SHORT PROBLEM: Quote, without any change, the line that contains "Task: pointing. Mark each instance of the blue" and all lines that follow it to the end of the data below.

DATA EXTRACT:
━━━━━━━━━━━━━━━━━━━━

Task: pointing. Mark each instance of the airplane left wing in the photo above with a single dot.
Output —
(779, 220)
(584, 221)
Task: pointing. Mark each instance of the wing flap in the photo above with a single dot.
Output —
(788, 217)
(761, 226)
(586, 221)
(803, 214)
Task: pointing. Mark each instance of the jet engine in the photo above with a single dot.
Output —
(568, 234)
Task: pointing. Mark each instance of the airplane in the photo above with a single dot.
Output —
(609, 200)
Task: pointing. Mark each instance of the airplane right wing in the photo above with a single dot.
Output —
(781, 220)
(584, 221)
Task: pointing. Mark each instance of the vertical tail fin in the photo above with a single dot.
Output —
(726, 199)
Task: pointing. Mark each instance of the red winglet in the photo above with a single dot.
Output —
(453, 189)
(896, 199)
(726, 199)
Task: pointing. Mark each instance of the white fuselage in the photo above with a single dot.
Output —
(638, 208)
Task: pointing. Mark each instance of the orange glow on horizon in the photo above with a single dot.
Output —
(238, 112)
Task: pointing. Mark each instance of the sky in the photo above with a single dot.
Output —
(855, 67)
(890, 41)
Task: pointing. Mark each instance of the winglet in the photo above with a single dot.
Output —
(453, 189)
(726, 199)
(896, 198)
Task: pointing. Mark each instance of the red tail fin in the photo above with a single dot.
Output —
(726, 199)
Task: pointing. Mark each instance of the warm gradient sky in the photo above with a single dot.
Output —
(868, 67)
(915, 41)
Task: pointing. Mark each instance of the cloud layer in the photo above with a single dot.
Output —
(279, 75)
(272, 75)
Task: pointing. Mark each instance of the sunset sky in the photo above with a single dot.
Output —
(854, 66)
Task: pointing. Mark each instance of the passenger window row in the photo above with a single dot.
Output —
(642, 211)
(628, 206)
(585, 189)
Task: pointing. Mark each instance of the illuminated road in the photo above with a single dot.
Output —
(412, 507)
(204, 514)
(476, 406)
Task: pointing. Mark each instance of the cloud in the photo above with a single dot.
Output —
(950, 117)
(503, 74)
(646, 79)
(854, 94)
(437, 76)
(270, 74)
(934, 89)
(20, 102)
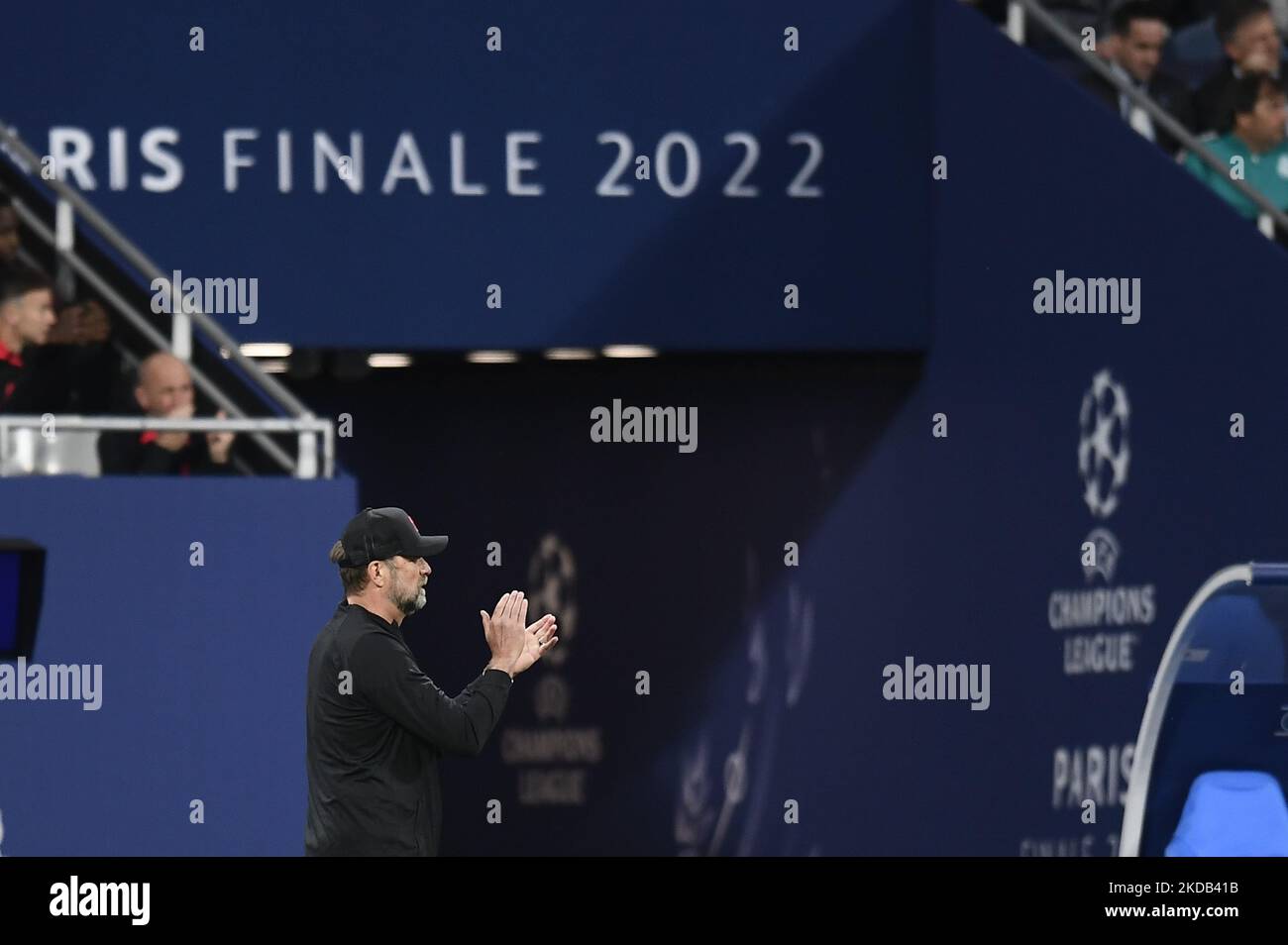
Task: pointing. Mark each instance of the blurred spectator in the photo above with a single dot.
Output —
(165, 390)
(1250, 42)
(73, 368)
(1258, 110)
(1140, 33)
(26, 318)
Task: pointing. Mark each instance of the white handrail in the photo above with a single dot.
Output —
(307, 428)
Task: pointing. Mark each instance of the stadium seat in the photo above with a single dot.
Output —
(1233, 814)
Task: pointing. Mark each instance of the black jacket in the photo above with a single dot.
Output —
(1170, 93)
(375, 738)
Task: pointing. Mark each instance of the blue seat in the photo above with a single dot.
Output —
(1233, 814)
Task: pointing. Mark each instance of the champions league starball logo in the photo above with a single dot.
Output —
(1102, 622)
(1103, 451)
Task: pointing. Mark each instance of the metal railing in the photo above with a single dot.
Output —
(68, 200)
(1018, 13)
(18, 435)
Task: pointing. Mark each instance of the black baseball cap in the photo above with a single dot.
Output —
(375, 535)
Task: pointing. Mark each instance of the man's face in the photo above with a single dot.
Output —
(31, 316)
(1254, 46)
(1141, 48)
(407, 583)
(165, 389)
(8, 235)
(1263, 125)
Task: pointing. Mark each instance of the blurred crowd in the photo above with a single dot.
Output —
(1215, 65)
(56, 358)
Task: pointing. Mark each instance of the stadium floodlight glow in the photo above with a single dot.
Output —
(266, 349)
(387, 360)
(629, 352)
(492, 357)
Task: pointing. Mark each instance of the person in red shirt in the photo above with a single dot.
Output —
(165, 390)
(26, 318)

━━━━━━━━━━━━━━━━━━━━

EXPECTED ANSWER:
Task: pointing. Mark each instance of the blue seat in the photo above with a single dot.
Output —
(1233, 814)
Task: pointing. Mark each instance of the champions league starball logo in the photo above with a single dot.
Output —
(1102, 622)
(1103, 451)
Task: pointing. Mark each instance of the metal railing in the photo above with a single dot.
Output —
(68, 200)
(1018, 13)
(18, 435)
Task: pointing. Mark each instance of the black baseball cap in the photo above with a single dot.
Output —
(375, 535)
Task: pointing. Mark each instance of the man's face in the photo above with a single dot.
Output —
(31, 316)
(1254, 46)
(1141, 48)
(407, 583)
(165, 389)
(8, 235)
(1263, 125)
Task: pointing. Mark each instance of the blurred crowd in the photo above with a single dot.
Output —
(1215, 65)
(56, 358)
Task: pointing. Mark each instance of the stadium floodlight glow in the photo above with a single dot.
Output —
(266, 349)
(387, 360)
(629, 352)
(492, 357)
Task: pointing. Mark each instance of the person in red shirt in the photo above with a single dot.
Output —
(165, 390)
(26, 318)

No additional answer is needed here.